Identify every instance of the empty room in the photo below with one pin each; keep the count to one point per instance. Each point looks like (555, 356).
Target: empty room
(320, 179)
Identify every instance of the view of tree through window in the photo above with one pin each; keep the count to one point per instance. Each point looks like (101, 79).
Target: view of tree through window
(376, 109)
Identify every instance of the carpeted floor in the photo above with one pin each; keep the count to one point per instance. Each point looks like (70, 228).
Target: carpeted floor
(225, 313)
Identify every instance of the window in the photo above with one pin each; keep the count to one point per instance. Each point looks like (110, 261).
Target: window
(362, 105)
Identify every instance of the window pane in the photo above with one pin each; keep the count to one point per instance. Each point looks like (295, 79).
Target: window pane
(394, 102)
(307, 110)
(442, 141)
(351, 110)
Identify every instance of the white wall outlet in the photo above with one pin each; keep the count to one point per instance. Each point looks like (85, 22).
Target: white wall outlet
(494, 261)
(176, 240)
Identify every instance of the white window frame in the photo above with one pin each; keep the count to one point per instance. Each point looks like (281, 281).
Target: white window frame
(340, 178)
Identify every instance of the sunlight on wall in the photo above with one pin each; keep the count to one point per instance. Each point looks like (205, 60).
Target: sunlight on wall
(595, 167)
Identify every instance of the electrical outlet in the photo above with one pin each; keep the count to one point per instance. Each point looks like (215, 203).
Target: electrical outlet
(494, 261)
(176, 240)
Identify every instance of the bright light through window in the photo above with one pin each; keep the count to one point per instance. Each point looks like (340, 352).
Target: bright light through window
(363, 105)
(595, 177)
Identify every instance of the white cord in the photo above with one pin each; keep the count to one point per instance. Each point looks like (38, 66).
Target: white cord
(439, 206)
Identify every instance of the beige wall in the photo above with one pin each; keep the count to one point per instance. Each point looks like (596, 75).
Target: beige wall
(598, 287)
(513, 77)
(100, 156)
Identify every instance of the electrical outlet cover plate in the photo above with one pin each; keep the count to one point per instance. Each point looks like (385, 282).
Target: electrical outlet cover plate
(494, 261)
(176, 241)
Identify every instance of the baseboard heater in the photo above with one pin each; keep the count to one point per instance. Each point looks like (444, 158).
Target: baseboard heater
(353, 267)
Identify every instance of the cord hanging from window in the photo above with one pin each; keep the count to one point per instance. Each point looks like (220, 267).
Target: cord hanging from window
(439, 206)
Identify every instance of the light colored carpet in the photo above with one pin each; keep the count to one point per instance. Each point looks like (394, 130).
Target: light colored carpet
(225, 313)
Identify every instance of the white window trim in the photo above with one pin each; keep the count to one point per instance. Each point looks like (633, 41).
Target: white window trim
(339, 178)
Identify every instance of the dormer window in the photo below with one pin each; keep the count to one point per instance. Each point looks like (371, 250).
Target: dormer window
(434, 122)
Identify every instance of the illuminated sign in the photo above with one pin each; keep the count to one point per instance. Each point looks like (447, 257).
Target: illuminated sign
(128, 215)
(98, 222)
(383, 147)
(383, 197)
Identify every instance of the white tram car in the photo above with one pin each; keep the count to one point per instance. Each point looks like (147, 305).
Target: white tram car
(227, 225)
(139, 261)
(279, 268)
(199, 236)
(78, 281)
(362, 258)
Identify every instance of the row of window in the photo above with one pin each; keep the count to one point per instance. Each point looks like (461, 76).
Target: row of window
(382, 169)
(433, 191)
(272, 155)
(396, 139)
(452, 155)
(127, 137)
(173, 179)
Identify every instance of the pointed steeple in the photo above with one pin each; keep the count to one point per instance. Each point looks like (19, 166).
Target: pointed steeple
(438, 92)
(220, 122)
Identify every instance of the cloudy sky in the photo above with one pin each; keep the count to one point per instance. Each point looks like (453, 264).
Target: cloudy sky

• _Exercise_:
Each line of the material should be duplicated exactly, please.

• _Response to this exercise_:
Identify every instance of the empty room in the photo below with one pin each; keep the count to one point per instance. Each point looks like (555, 356).
Target: empty room
(320, 179)
Identify every instance of the view of tree through window in the photo above with one pin each; keep the count to one point per instance. Each point looks like (101, 79).
Target: view of tree through window
(376, 109)
Identify every instance of the carpeted floor in the photo above with one pin each; keep the count to one point per instance. Each point looks like (70, 228).
Target: carpeted floor
(225, 313)
Identify every instance of the window in the photo above with one pin each; keep the count to one point per instance. Each point looks like (110, 261).
Target: window
(362, 105)
Identify every instance of the window pane in the photo above with one pin each; keep the count to one point per instance. Each point looks like (295, 79).
Target: window pane
(394, 102)
(307, 110)
(442, 141)
(351, 110)
Identify every instance of the white wall outlet in the photo above with one pin each; keep the count to one point per instance. Each point looks like (85, 22).
Target: white wall outlet
(494, 261)
(176, 240)
Identify every instance of the white window frame in the photo above with one pin each; keep the count to one point per instance. Each point looks like (281, 281).
Target: white window frame
(340, 178)
Identify every instance of the sunlight on wall in the photo above with one pin each; keep the count to one point per instance. Each point looks like (205, 60).
Target: sunlight on wall
(595, 167)
Identify every instance of the electrical outlet in the photo above with one pin each; keep the count to one point per instance. Each point looks like (215, 203).
Target: electrical outlet
(494, 261)
(176, 240)
Identify every instance of the bright light through window in the photo above with one pin each; keep the count to one point per instance. Each point looks like (340, 352).
Target: bright light through window
(363, 105)
(595, 177)
Identify every instance of the white cord in the photo above with one pin each; keep the count to one point per instance. Each point looks like (38, 66).
Target: white cord
(439, 206)
Identify every instance of the beige wall in the photo above with one pin each; keep the count to one point per instance. Each point looks like (596, 75).
Target: beige wall
(598, 287)
(513, 77)
(100, 156)
Identify every instance of the electrical outlet cover plate in the photo above with one pin each; keep the count to one point per instance. Each point looks like (385, 282).
Target: electrical outlet cover plate
(494, 261)
(176, 241)
Identify every instance of the baseboard heater in the photo above with one pin each; keep the count to one point per instance. Each point looks like (444, 158).
Target: baseboard heater
(353, 267)
Identify every instance of the cord hanging from window in the photo above with one pin each; keep the count to one point per instance. Each point looks like (220, 267).
Target: cord hanging from window
(439, 206)
Identify every instance of the light colored carpet in the photo above with one pin each; keep the count to one point per instance. Each point looks like (394, 130).
Target: light colored carpet
(225, 313)
Identify every instance of the white window trim in the photo above with one pin each; keep the count to one point per instance. Each point looks like (633, 41).
Target: white window trim
(339, 178)
Identify every instance of the dormer window in the photo below with one pin each; keep the count to one point per instance. Each point looks like (371, 250).
Target: dormer window
(434, 122)
Identify every instance of the illuminated sign in the photo above with one pin each; keep the count to one point per instance. Each point looks like (447, 257).
Target: illuminated sign
(128, 215)
(98, 222)
(383, 147)
(383, 197)
Identify every instance of the white tram car in the photo above with one pin each; keep the count to one point per instance. Each point looks like (147, 305).
Target: white tram car
(227, 225)
(139, 261)
(279, 268)
(199, 236)
(78, 281)
(362, 258)
Identify every instance of the row of window in the photo above with one pin each; keep the count to one point per instance. Each point looks like (461, 76).
Target: row of window
(382, 169)
(433, 191)
(272, 155)
(396, 139)
(452, 155)
(127, 137)
(173, 179)
Identify every instance of the pointed steeple in the photo above with one pin each; keep the count to one point per instance. Each point looks like (19, 166).
Target: pointed steeple
(438, 92)
(220, 122)
Identify every instance of the cloudy sky in the photo above with one pin each; keep the count to one point per instance. Each point looks like (453, 264).
Target: cloudy sky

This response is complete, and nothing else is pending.